* [Supplied records]
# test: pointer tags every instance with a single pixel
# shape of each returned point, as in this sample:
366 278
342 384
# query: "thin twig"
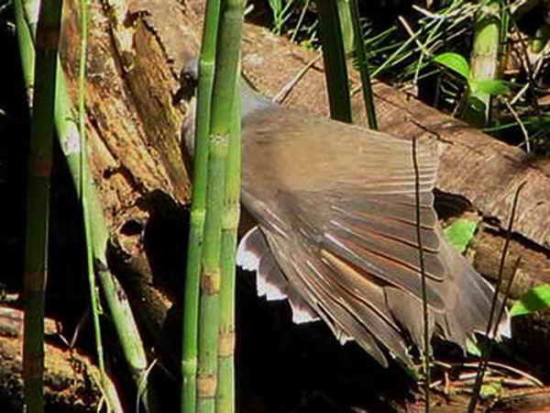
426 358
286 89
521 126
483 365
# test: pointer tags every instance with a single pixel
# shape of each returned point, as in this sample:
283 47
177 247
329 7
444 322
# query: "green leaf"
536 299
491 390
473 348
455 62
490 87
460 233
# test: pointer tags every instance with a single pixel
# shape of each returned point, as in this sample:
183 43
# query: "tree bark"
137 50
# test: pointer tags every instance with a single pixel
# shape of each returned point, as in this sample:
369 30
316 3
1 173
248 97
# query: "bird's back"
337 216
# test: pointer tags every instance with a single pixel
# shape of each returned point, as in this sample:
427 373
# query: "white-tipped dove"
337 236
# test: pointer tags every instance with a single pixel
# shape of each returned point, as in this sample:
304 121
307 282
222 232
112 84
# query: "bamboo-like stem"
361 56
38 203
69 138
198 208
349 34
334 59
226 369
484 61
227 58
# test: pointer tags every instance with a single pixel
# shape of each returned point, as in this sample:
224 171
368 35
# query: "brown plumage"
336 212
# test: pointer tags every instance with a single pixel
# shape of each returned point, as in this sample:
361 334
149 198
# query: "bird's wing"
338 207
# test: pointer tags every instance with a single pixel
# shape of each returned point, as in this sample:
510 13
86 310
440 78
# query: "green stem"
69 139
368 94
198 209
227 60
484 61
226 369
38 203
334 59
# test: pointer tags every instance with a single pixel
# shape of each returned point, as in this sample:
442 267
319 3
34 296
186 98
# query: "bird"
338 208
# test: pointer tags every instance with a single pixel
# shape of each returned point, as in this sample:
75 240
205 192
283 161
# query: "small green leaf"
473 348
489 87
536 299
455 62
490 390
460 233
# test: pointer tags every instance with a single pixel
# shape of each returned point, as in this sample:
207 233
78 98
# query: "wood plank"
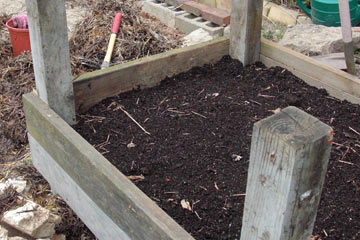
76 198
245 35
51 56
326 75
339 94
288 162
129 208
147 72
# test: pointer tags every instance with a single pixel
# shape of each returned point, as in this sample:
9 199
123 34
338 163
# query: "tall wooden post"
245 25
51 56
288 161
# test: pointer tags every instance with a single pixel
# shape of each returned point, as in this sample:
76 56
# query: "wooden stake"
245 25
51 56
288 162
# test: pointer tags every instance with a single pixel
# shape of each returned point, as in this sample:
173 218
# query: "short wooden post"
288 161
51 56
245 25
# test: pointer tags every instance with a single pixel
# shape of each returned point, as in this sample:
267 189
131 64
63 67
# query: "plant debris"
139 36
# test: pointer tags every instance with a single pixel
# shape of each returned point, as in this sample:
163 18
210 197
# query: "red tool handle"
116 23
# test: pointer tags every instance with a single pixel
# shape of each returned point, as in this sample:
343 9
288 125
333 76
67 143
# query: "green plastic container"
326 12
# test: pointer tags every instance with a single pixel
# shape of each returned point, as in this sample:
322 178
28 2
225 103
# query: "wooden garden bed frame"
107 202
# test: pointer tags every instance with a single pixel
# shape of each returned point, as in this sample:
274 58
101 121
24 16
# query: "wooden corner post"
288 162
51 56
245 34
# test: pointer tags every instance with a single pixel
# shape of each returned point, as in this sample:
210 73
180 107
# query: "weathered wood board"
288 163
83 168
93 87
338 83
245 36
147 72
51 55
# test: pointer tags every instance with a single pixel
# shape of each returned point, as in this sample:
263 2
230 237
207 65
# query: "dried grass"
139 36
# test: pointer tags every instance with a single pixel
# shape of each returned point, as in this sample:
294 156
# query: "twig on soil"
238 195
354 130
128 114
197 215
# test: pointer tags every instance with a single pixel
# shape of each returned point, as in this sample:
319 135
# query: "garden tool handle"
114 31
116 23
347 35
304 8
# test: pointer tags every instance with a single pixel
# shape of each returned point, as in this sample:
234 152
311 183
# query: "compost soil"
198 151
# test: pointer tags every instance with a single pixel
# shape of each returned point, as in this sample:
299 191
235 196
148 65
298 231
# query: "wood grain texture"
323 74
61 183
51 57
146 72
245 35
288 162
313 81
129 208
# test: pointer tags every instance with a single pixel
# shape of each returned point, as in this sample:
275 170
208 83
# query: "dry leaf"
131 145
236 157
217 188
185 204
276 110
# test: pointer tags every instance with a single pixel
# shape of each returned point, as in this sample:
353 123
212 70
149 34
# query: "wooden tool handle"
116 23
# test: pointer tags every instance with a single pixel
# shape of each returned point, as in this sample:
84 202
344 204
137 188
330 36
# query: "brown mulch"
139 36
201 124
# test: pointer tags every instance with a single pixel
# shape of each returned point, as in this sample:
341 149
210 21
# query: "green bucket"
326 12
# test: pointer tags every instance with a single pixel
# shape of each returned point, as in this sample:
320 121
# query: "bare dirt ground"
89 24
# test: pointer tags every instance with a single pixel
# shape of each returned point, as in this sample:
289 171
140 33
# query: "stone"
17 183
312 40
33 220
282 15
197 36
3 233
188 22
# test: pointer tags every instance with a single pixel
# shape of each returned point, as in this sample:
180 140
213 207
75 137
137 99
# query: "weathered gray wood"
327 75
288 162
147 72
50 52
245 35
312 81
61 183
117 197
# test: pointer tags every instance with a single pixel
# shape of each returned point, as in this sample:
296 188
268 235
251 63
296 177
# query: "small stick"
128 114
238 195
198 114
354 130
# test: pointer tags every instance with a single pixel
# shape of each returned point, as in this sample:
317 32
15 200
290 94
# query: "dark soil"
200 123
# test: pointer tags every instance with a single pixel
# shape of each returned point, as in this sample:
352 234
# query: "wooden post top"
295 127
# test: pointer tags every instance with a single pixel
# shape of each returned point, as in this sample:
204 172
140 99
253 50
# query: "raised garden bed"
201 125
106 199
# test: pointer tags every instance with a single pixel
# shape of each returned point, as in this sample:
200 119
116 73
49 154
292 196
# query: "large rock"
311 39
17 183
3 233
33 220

* [Prompt]
The entries are to be restated word for word, and no picture should appear in the copy.

* [Final answer]
# test: pointer tags every instance with a single pixel
# shape of each returned point, as in this sample:
366 278
342 384
# query: "thin twig"
426 358
286 89
521 126
483 365
# test: pointer tags every instance with a single pixel
# shape of each returned point, as in this sample:
283 47
177 247
329 7
444 322
# query: "green leaf"
536 299
491 390
473 348
455 62
490 87
460 233
# test: pointer tags every instance with a single pixel
# shape of each returned point, as in this sample:
183 43
# query: "tree bark"
137 50
# test: pointer tags every instance with a single pixel
# shape of each returned point, as in this sample:
369 30
316 3
1 173
248 97
# query: "bird's back"
337 216
# test: pointer tags every instance with a single pixel
# shape of each returned point, as in this sample:
427 373
# query: "white-tipped dove"
337 236
# test: pointer tags every instance with a single pixel
# shape of each returned point, as in this sample:
304 121
307 282
222 232
112 84
# query: "bamboo-like stem"
361 56
38 203
69 138
198 208
349 34
334 59
226 369
484 61
227 58
# test: pointer tags every instance with a single pixel
# shape of each returned point, as in this sample:
224 171
368 35
# query: "brown plumage"
336 212
# test: pointer tags every instance with a single pixel
# shape of each returned point, as in this sample:
361 334
149 198
# query: "bird's wing"
338 207
# test: pointer tags every instance with a single pixel
# shape of each returned point, as in this sample:
510 13
86 310
440 78
# query: "green stem"
69 139
368 94
198 209
227 60
484 61
226 369
38 203
334 59
# test: pointer tags every instance with a single pixel
# shape of each returned point, as in this sample:
442 267
319 3
34 296
186 98
# query: "bird"
338 208
# test: pointer tags every instance with a single pixel
# shape of each returned point, as in this sample:
75 240
205 192
283 161
# query: "small green leaf"
473 348
489 87
536 299
455 62
490 390
460 233
# test: pointer tags every instance with a single pixel
# shape of each returned point, as in this sample:
207 233
78 98
# query: "wood plank"
76 198
245 35
51 56
326 75
339 94
288 162
129 208
147 72
# test: pointer tags every instance with a single pixel
# shape of each returned point, as in this sample:
9 199
123 34
338 163
# query: "tall wooden post"
245 25
51 56
288 161
# test: pointer tags every instance with a single pixel
# shape of each returned point, as in this sample:
76 56
# query: "wooden stake"
245 25
51 56
288 162
# test: pointer tags every instance with a single pixel
# shape of each returned point, as in this sample:
173 218
# query: "short wooden post"
288 161
51 56
245 25
# test: pointer tags every instance with a single pixel
# shape of each returned point, as in this sample:
267 189
131 64
63 67
# query: "plant debris"
139 36
# test: pointer tags every instance with a single pixel
# shape of each returned point, as in this sample:
163 18
210 197
# query: "red tool handle"
116 23
# test: pointer tags every instance with a single pixel
# shape of each returned point, as in this sample:
343 9
288 125
333 76
67 143
# query: "green plastic container"
326 12
# test: pointer tags every instance with a single pixel
# shape of each returned point, as in this sample:
322 178
28 2
225 103
# query: "wooden garden bed frame"
107 202
# test: pointer tags every instance with a single pixel
# shape of each returned point, as in this sample:
274 58
101 121
24 16
# query: "wooden corner post"
288 162
51 56
245 34
# test: pointer tags every instance with a single pixel
# shape of each returned point, as in this sample:
210 73
180 107
# query: "weathered wood board"
288 163
83 168
93 87
338 83
245 36
147 72
51 55
# test: pointer tags every instance with a single pixel
# shape of each returned point, as in this sample:
263 2
230 237
207 65
# query: "dried grass"
139 36
# test: pointer tags every instance with a single pixel
# shape of each returned point, as in this sample:
294 156
# query: "twig on soil"
238 195
354 130
128 114
197 215
# test: pointer tags every instance with a single pixel
# shape of each returned point, as in this sample:
319 135
# query: "garden tool handle"
114 31
116 23
347 35
304 8
# test: pointer tags every instance with a single pixel
# shape of each returned point, as in this sample:
234 152
311 183
# query: "compost soil"
198 151
# test: pointer tags every instance with a single pixel
# shape of each returned point, as in this sample:
299 191
235 196
148 65
298 231
# query: "wood grain texture"
323 74
61 183
51 57
146 72
245 35
288 162
313 81
129 208
# test: pointer tags every instance with a single pixel
# shape of each returned point, as in this sample:
275 170
208 83
# query: "dry leaf"
131 145
236 157
217 188
185 204
276 110
# test: pointer tags every instance with a single pixel
# shape of each returned point, as in this sample:
353 123
212 70
149 34
# query: "wooden tool handle"
116 23
# test: pointer tags every instance with a single pixel
# shape of each returned point, as in this sample:
84 202
344 204
137 188
330 36
# query: "brown mulch"
139 36
201 124
# test: pointer tags every instance with a single pixel
# shape of each returned point, as in this sample:
341 149
210 21
# query: "green bucket"
326 12
# test: pointer tags every instance with a single pixel
# shape of each returned point, as in this sample:
320 121
# query: "bare dirt ground"
89 24
# test: pointer tags every instance with a single pixel
# shape of each returned point, as in this sample:
289 171
140 33
# query: "stone"
17 183
312 40
33 220
282 15
197 36
3 233
188 22
# test: pointer tags every instance with a single pixel
# shape of each returned point, as in this sample:
180 140
213 207
75 137
137 99
# query: "weathered gray wood"
327 75
288 162
147 72
50 52
245 35
312 81
61 183
117 197
# test: pointer tags every instance with a single pixel
# shape of each returned point, as in this sample:
296 188
268 235
251 63
296 177
# query: "small stick"
128 114
238 195
198 114
354 130
# test: pointer tags every instance with a single pixel
# shape of each returned point, as in this sample:
317 32
15 200
290 94
# query: "dark soil"
200 123
# test: pointer tags every instance with a single pixel
# shape of each returned point, as in this sample:
352 234
# query: "wooden post top"
295 127
# test: pointer tags every instance with a single pixel
# shape of each returned point, as in this sample:
204 172
140 99
253 50
# query: "raised garden bed"
201 125
106 199
# test: pointer tags every instance with a single pixel
# shape of each returned point, as in this sample:
200 119
116 73
49 154
292 196
# query: "large rock"
311 39
17 183
3 233
33 220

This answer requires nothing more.